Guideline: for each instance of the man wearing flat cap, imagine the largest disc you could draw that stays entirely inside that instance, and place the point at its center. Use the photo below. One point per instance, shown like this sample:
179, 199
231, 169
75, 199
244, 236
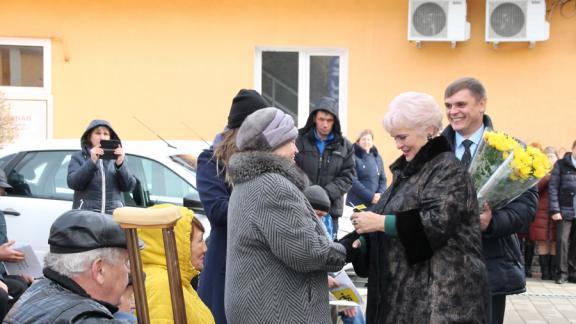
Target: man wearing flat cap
86, 273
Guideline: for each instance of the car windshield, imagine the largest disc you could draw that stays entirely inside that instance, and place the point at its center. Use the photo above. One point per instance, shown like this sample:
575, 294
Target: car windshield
188, 161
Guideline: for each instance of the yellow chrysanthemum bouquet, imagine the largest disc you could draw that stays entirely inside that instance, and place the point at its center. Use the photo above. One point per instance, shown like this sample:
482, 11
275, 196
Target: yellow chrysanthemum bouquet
502, 169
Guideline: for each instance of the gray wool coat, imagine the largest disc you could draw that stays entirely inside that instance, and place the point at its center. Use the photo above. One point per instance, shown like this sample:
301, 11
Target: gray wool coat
433, 271
278, 254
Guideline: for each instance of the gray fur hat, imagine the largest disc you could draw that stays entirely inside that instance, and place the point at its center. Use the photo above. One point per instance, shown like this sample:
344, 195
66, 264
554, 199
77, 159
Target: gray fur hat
317, 197
265, 130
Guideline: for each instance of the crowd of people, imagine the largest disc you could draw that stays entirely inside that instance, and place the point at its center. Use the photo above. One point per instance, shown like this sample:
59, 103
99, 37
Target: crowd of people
274, 194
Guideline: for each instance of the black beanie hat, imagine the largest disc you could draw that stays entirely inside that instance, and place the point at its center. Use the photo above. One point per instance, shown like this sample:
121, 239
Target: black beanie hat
246, 102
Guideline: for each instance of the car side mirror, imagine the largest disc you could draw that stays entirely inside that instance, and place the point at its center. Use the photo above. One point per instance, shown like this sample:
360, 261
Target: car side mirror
193, 204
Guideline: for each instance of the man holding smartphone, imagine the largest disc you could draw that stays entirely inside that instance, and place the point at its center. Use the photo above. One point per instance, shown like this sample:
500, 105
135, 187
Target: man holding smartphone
97, 173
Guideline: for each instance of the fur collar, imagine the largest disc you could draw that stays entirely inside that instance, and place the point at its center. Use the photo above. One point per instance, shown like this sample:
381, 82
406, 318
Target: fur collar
245, 166
429, 151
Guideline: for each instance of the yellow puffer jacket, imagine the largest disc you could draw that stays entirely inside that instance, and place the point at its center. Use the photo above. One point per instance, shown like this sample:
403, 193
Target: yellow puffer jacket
154, 263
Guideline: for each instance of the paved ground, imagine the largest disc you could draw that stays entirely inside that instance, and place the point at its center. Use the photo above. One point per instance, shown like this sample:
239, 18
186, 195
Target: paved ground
543, 302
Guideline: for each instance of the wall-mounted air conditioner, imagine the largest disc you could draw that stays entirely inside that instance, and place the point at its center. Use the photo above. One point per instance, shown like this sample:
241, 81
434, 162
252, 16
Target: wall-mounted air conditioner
437, 21
516, 21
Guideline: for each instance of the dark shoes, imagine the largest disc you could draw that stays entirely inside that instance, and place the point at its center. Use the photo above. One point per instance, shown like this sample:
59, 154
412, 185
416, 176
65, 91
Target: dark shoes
561, 280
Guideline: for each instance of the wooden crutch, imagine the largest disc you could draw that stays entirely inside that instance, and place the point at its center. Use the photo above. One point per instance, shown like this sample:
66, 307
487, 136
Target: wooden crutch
132, 218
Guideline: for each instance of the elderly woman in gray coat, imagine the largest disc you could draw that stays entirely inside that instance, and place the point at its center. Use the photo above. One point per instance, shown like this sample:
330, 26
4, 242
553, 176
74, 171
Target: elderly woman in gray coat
421, 247
278, 255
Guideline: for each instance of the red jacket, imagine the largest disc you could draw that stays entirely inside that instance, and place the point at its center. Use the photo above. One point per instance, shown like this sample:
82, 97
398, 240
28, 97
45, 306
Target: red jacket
543, 228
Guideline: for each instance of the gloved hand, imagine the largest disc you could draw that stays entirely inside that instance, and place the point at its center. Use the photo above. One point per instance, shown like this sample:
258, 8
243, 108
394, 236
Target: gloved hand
348, 241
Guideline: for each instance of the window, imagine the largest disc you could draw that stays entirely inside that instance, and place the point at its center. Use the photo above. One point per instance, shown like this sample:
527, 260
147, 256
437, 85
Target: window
25, 64
25, 80
21, 66
42, 175
294, 79
162, 184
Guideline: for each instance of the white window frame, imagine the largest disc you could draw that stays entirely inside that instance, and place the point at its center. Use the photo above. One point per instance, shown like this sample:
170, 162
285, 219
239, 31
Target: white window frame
43, 93
304, 54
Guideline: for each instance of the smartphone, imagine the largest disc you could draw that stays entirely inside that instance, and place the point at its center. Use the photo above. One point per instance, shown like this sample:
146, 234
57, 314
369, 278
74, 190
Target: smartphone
109, 146
358, 208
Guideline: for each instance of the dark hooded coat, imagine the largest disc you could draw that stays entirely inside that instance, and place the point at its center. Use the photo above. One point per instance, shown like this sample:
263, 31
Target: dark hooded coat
433, 271
370, 177
500, 243
278, 253
334, 169
562, 188
98, 186
214, 195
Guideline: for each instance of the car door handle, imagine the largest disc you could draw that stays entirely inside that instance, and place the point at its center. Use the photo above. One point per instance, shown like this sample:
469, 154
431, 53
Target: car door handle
10, 211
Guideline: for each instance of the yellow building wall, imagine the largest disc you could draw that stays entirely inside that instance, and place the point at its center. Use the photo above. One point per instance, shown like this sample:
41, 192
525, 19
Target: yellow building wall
169, 62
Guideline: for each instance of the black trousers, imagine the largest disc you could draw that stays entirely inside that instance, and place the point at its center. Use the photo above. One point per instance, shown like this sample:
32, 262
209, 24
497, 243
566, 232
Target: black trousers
498, 308
563, 229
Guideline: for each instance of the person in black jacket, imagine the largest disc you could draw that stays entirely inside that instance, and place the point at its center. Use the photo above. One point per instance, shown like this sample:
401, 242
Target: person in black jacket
97, 183
213, 185
465, 102
326, 156
86, 273
562, 193
370, 180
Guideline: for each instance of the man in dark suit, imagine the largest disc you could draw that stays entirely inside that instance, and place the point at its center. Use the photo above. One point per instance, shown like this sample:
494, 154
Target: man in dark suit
465, 102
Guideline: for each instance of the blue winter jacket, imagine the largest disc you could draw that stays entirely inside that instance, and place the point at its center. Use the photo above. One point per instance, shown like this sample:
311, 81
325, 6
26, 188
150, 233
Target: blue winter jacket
370, 177
98, 186
214, 195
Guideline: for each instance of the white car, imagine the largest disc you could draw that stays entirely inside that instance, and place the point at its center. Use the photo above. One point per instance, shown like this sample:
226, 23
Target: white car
38, 173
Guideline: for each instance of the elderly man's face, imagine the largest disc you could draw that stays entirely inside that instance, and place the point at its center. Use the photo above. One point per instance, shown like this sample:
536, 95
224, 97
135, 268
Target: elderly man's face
464, 112
324, 121
115, 278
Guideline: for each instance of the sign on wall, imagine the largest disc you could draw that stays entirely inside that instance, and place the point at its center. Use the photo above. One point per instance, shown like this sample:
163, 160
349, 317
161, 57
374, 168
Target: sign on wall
31, 118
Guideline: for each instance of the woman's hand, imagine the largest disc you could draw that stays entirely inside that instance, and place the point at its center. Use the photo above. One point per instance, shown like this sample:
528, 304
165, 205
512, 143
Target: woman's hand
3, 286
332, 283
119, 152
367, 222
9, 254
96, 152
350, 312
485, 217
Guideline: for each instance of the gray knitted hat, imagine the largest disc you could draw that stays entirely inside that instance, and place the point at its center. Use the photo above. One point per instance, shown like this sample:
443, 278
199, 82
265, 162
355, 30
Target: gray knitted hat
318, 198
265, 130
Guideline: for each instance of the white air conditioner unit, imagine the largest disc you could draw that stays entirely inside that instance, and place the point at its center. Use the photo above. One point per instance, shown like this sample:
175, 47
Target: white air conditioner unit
516, 21
437, 21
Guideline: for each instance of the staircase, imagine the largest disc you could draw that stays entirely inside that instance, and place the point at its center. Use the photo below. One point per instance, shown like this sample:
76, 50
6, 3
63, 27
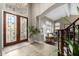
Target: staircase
69, 34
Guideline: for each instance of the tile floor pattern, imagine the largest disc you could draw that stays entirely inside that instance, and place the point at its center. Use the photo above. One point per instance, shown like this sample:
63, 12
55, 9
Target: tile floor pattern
27, 49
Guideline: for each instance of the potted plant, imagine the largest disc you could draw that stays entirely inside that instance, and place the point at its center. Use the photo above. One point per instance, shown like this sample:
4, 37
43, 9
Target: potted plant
33, 33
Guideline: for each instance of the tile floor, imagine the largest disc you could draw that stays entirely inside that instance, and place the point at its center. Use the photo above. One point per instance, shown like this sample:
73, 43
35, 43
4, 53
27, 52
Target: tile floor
27, 49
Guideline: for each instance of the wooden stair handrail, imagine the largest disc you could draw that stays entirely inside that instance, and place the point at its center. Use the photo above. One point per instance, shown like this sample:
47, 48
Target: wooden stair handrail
72, 23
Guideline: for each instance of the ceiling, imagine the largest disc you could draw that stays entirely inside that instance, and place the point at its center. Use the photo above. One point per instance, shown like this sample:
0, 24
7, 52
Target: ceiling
61, 11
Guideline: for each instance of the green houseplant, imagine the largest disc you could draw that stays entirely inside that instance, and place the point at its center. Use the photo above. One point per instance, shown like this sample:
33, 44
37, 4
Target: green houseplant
33, 32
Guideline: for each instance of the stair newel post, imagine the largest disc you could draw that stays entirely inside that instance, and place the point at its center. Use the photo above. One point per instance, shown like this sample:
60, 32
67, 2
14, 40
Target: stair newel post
73, 36
78, 34
68, 38
62, 42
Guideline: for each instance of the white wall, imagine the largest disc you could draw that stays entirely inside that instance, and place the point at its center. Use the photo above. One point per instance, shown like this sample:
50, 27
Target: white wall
38, 9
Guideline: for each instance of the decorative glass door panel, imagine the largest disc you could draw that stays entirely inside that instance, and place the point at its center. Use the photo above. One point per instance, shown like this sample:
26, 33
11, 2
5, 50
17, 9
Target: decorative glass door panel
23, 28
10, 28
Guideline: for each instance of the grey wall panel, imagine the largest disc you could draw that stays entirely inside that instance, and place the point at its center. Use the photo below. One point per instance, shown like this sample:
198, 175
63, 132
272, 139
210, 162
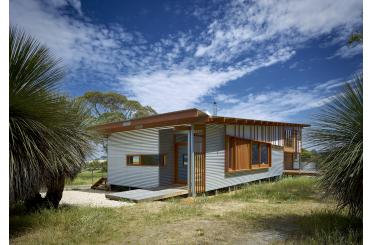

..........

* Requirement: Pick out every line in the material above that contains the word "door" and list those lines.

* Completed exercise:
Guideline: for each instance of the car door handle, imagine the largest disc you could draw that stays entirely inside that instance, and place the point at its center. Use the photo above. One point per instance, shown like this sample:
Target: car door handle
Guideline: for each instance of the decorative glass door panel, imagine the largest disc you could draw that stays entirely inside that instance, and place the point at its center. Use the photo above. One point per instance, shown like this sample:
Target: decorative glass door panel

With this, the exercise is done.